Graphics card cooler performance examined

Let's have a look at the temperatures the reference based custom cooler offers.

We now fire off a hefty shader application at the GPU and start monitoring temperature behavior as it would be when you are gaming intensely and continuously, we literally stress the GPUs 100% here, as you can see in the graph.

Below an overview of peak / maximum measured temperatures in comparison with other cards. These temperatures with your average game will typically be lower.

This card ran 30 degrees C in IDLE and when stressed it only reached 57 degrees C. The card is much less warm compared to the the reference model, even despite a higher default GPU voltage of 1,025v and the default overclock at 780 MHz.

We measure at a room temperature of 21 degrees Celsius. Below a chart of this particular test

MSI GeForce GTX 460 HAWK

Noise Levels coming from the graphics card

When graphics cards produce a lot of heat, usually that heat needs to be transported away from the hot core as fast as possible. Often you'll see massive active fan solutions that can indeed get rid of the heat, yet all the fans these days make the PC a noisy son of a gun. I'm doing a little try out today with noise monitoring, so basically the test we do is extremely subjective. We bought a certified dBA meter and will start measuring how many dBA originate from the PC. Why is this subjective you ask? Well, there is always noise in the background, from the streets, from the HD, PSU fan etc etc, so this is by a mile or two an imprecise measurement. You could only achieve objective measurement in a sound test chamber.

_Raw data_:
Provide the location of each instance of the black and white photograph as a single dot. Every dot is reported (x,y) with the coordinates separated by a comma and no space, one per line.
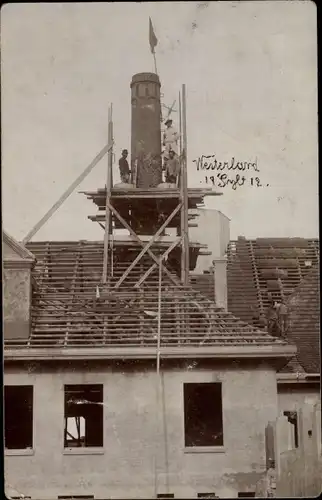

_What you are asked to do_:
Please reproduce the passage on graphics card cooling word for word, from "Below an overview" up to and including "at 780 MHz.".

_Reply_:
Below an overview of peak / maximum measured temperatures in comparison with other cards. These temperatures with your average game will typically be lower.

This card ran 30 degrees C in IDLE and when stressed it only reached 57 degrees C. The card is much less warm compared to the the reference model, even despite a higher default GPU voltage of 1,025v and the default overclock at 780 MHz.